Exotische Energieform zerreißt das All!
Ursache für den Big Rip ist das Anwachsen der Phantom-Energiedichte über alle Massen in endlicher Zeit.
Phantom-Energie ist die bizarrste Form von Dunkle Energie mit einem Parameter
der Zustandsgleichung unterhalb von -1.
Wie lange haben wir noch bis zum totalen Aufriss?
Auf welcher Zeitskala der Big Rip zu erwarten ist, hängt von der genauen Zustandsgleichung der Dunklen Energie
ab, den man bislang nur mit den WMAP-Daten zwischen -1.22 bis -0.78 beschränken kann. Werte oberhalb von -1
entsprechen den Quintessenz-Modellen ohne Big Rip, ein Wert von exakt
-1 entspricht der kosmologische Konstante. Bei einem
w-Parameter von -1.2 und dem aktuellen Wert des Hubble-Konstanten
von 73 km/s/Mpc (nach WMAP3; 72 km/s/Mpc nach Freedman et al., 2001) bleiben noch etwa 50 Milliarden Jahre bis zum Big Rip.
◆ ◆ ◆
- Ziel:
Schreiben Sie den Teil des Ausgangstexts über den Big Rip ab, der bei den Worten „Auf welcher Zeitskala“ beginnt, und hören Sie nach „zum Big Rip.“ auf. Die Zeilen werden hierfür nicht gebraucht.

- Gezeigtes Material:
◆ ◆ ◆
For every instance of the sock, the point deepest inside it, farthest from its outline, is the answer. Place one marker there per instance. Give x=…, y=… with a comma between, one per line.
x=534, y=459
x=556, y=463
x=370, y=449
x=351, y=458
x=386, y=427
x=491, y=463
◆ ◆ ◆
- Lösung:
Auf welcher Zeitskala der Big Rip zu erwarten ist, hängt von der genauen Zustandsgleichung der Dunklen Energie
ab, den man bislang nur mit den WMAP-Daten zwischen -1.22 bis -0.78 beschränken kann. Werte oberhalb von -1
entsprechen den Quintessenz-Modellen ohne Big Rip, ein Wert von exakt
-1 entspricht der kosmologische Konstante. Bei einem
w-Parameter von -1.2 und dem aktuellen Wert des Hubble-Konstanten
von 73 km/s/Mpc (nach WMAP3; 72 km/s/Mpc nach Freedman et al., 2001) bleiben noch etwa 50 Milliarden Jahre bis zum Big Rip.